__Work to be completed__:
Rewrite the records below, replacing "region" with "area" wherever it occurs and changing nothing else.

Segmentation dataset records
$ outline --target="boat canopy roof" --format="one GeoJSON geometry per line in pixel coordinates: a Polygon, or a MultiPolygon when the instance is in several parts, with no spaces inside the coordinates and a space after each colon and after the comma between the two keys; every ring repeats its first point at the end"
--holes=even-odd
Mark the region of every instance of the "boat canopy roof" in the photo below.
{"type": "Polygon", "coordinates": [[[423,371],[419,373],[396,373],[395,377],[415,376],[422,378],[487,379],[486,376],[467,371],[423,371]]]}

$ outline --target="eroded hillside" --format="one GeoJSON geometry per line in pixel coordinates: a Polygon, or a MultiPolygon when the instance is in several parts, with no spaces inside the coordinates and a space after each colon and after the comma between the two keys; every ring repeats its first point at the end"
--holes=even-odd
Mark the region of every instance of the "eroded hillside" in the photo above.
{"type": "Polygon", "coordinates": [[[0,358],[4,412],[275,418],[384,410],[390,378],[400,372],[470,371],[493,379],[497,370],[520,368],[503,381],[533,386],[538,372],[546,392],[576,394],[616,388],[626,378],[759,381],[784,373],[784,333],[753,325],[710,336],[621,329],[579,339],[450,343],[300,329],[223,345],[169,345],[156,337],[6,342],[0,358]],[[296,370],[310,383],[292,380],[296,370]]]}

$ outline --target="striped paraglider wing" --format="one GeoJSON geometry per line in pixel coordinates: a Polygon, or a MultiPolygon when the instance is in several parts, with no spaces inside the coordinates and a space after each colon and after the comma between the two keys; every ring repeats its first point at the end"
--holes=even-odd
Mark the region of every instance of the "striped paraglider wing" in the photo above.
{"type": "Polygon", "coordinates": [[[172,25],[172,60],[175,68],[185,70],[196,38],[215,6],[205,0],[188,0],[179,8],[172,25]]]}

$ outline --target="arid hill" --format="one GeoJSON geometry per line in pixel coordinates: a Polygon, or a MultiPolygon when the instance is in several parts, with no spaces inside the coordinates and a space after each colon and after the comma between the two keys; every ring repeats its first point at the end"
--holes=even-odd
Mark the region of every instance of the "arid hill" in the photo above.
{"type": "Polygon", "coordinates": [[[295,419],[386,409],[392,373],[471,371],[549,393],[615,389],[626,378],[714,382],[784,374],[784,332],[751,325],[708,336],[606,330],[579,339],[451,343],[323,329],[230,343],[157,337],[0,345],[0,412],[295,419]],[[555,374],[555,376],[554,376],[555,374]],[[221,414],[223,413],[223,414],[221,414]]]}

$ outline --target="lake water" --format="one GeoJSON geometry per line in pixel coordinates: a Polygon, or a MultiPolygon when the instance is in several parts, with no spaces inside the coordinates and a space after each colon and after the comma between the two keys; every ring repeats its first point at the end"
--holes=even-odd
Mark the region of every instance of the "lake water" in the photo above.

__Finished exercise__:
$ outline --target="boat canopy roof" --format="one GeoJSON geometry per line in pixel coordinates: a Polygon, or a MultiPolygon when the instance is in several parts, with no spaces inside the coordinates and a space after each colon and after the comma between the two keys; every ring repeats its first point at the end"
--holes=even-odd
Mark the area of every instance of the "boat canopy roof" in the photo below.
{"type": "Polygon", "coordinates": [[[423,371],[419,373],[396,373],[395,377],[415,376],[422,378],[487,379],[486,376],[467,371],[423,371]]]}

$ outline --target="eroded hillside" --format="one GeoJSON geometry per line in pixel coordinates: a Polygon, or a MultiPolygon when the instance is in several parts, with no spaces inside the coordinates and a space after each colon and after the comma between the two keys; every ring repeats its first point at the end"
--holes=even-odd
Mark the area of every instance of the "eroded hillside" in the photo above.
{"type": "Polygon", "coordinates": [[[0,358],[4,412],[275,418],[384,410],[390,378],[400,372],[470,371],[493,379],[497,370],[520,368],[503,381],[533,386],[538,372],[546,392],[576,394],[616,388],[626,378],[759,381],[784,373],[784,333],[753,325],[710,336],[621,329],[579,339],[450,343],[300,329],[223,345],[169,345],[156,337],[6,342],[0,358]],[[296,370],[310,383],[292,380],[296,370]]]}

$ outline --target="striped paraglider wing" --format="one GeoJSON geometry per line in pixel coordinates: a Polygon, or a MultiPolygon when the instance is in several parts, with no spaces inside the coordinates and a space after each colon and after the comma between the two keys; every ring repeats its first point at the end"
--holes=even-odd
Mark the area of every instance of the "striped paraglider wing" in the photo above.
{"type": "Polygon", "coordinates": [[[172,25],[172,60],[175,68],[185,70],[196,38],[215,6],[205,0],[188,0],[179,8],[172,25]]]}

$ outline --target="arid hill" --format="one GeoJSON geometry per line in pixel coordinates: a Polygon, or a MultiPolygon when the instance is in several parts, with no spaces inside the coordinates and a space after each colon and after the comma between the two keys; every ring repeats its first point at the end"
--holes=even-odd
Mark the area of every instance of the "arid hill" in the photo above.
{"type": "Polygon", "coordinates": [[[295,419],[386,409],[392,373],[471,371],[549,393],[615,389],[626,378],[714,382],[784,374],[784,332],[751,325],[708,336],[606,330],[579,339],[451,343],[323,329],[230,343],[157,337],[0,345],[0,412],[295,419]],[[555,374],[555,376],[554,376],[555,374]],[[221,414],[223,413],[223,414],[221,414]]]}

$ outline --target="lake water" --format="one GeoJSON geometry per line in pixel coordinates: a Polygon, or a MultiPolygon when the instance is in several parts, with no spaces inside the coordinates and a space after each colon and after the comma between the two keys; every ring repeats its first point at the end"
--holes=even-odd
Mark the area of every instance of the "lake water" in the photo above.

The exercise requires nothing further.